Everything from the line containing "tag the storefront" to the final line of the records below should be given again exactly, and nothing else.

━━━━━ Raw records

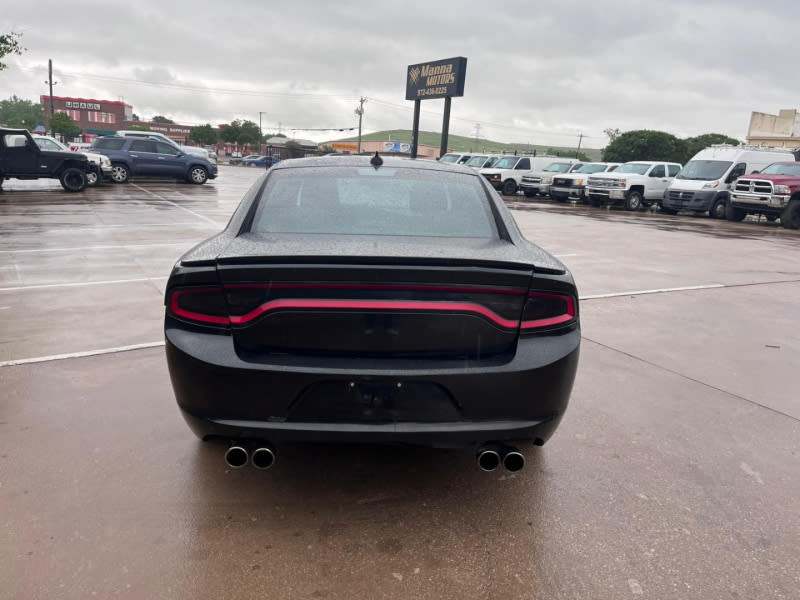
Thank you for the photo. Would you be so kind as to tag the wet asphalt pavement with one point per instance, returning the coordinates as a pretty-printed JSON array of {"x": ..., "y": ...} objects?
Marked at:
[{"x": 674, "y": 474}]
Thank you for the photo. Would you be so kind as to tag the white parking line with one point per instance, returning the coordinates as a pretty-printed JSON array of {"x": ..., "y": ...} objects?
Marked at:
[
  {"x": 709, "y": 286},
  {"x": 79, "y": 284},
  {"x": 109, "y": 247},
  {"x": 27, "y": 361},
  {"x": 191, "y": 212},
  {"x": 23, "y": 361}
]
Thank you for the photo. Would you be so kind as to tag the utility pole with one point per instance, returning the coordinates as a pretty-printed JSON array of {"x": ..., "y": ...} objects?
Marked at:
[
  {"x": 360, "y": 112},
  {"x": 260, "y": 132},
  {"x": 51, "y": 83}
]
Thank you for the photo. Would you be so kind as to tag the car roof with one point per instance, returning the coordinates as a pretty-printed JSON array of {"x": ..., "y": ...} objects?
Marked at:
[{"x": 364, "y": 161}]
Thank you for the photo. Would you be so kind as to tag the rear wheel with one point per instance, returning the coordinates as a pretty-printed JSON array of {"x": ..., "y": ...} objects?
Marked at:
[
  {"x": 92, "y": 178},
  {"x": 197, "y": 175},
  {"x": 734, "y": 214},
  {"x": 633, "y": 201},
  {"x": 719, "y": 209},
  {"x": 119, "y": 173},
  {"x": 790, "y": 217},
  {"x": 509, "y": 187},
  {"x": 73, "y": 179}
]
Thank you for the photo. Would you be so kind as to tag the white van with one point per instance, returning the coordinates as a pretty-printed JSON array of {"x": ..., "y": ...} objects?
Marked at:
[
  {"x": 506, "y": 174},
  {"x": 704, "y": 183}
]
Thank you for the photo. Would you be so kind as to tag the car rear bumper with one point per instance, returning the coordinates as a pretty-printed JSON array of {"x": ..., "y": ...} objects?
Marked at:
[{"x": 427, "y": 402}]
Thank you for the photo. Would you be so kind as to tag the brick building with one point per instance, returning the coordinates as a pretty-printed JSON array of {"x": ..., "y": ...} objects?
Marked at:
[{"x": 106, "y": 117}]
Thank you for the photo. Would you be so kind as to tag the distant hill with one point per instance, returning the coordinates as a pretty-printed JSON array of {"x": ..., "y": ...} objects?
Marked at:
[{"x": 459, "y": 143}]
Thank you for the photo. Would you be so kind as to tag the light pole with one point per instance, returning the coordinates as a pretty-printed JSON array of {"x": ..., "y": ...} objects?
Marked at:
[{"x": 260, "y": 132}]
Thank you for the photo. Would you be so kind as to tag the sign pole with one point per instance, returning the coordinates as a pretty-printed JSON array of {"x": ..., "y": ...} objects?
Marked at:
[
  {"x": 415, "y": 129},
  {"x": 445, "y": 126}
]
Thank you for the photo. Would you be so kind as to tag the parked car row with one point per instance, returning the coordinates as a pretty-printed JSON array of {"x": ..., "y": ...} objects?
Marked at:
[{"x": 727, "y": 182}]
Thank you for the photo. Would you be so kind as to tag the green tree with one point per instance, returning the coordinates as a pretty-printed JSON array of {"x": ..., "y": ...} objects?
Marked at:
[
  {"x": 9, "y": 44},
  {"x": 24, "y": 114},
  {"x": 612, "y": 133},
  {"x": 205, "y": 135},
  {"x": 698, "y": 142},
  {"x": 62, "y": 123},
  {"x": 645, "y": 144},
  {"x": 294, "y": 149}
]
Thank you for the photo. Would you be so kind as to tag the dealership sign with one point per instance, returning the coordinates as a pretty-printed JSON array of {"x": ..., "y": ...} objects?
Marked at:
[{"x": 437, "y": 79}]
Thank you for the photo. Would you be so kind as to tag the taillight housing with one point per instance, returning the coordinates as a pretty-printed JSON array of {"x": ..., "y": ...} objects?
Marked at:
[
  {"x": 199, "y": 305},
  {"x": 548, "y": 310}
]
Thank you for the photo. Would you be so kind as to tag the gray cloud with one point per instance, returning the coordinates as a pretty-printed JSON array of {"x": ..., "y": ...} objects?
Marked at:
[{"x": 539, "y": 72}]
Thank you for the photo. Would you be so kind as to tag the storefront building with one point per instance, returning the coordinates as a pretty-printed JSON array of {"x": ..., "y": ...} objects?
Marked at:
[{"x": 106, "y": 117}]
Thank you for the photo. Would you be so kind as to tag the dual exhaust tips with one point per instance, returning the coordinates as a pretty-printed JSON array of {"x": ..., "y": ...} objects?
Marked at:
[
  {"x": 491, "y": 456},
  {"x": 261, "y": 457}
]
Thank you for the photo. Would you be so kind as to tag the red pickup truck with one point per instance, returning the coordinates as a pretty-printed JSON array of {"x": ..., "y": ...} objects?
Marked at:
[{"x": 774, "y": 192}]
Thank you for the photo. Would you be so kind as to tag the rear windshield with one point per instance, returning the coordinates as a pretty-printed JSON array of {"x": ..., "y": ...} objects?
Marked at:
[
  {"x": 704, "y": 170},
  {"x": 366, "y": 201},
  {"x": 783, "y": 169},
  {"x": 638, "y": 168},
  {"x": 476, "y": 161},
  {"x": 591, "y": 168},
  {"x": 558, "y": 167},
  {"x": 109, "y": 143}
]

━━━━━━━━━━

• Result of this task:
Thank you for the photo. Would you be so kind as to tag the storefront building with one point per instance, returning the coordinates as a pretty-printed JSON array of {"x": ..., "y": ...} objects?
Marked at:
[{"x": 106, "y": 117}]
Thank you for the photo. Would you be so kind as to tag the dual exhaust tips with one point per instance, returning the coordinates as a pretty-printed JSON array of {"x": ..., "y": ...} objects?
Marked at:
[
  {"x": 491, "y": 456},
  {"x": 261, "y": 457}
]
Thank you for the photo. Would you be so kind as to tag the red pickup truck with one point per instance, returning the coordinates as a pretty-printed JSON array of {"x": ..., "y": ...} objects?
Marked at:
[{"x": 774, "y": 192}]
Thank you for the photo. Would you be so kind as to tag the rear windshield with one point per instance, returning the coordinates as a pretty-printed JSON array of {"x": ..., "y": ...} objects?
Marked at:
[
  {"x": 704, "y": 170},
  {"x": 366, "y": 201},
  {"x": 783, "y": 169},
  {"x": 638, "y": 168},
  {"x": 476, "y": 161},
  {"x": 591, "y": 168},
  {"x": 558, "y": 167},
  {"x": 109, "y": 143}
]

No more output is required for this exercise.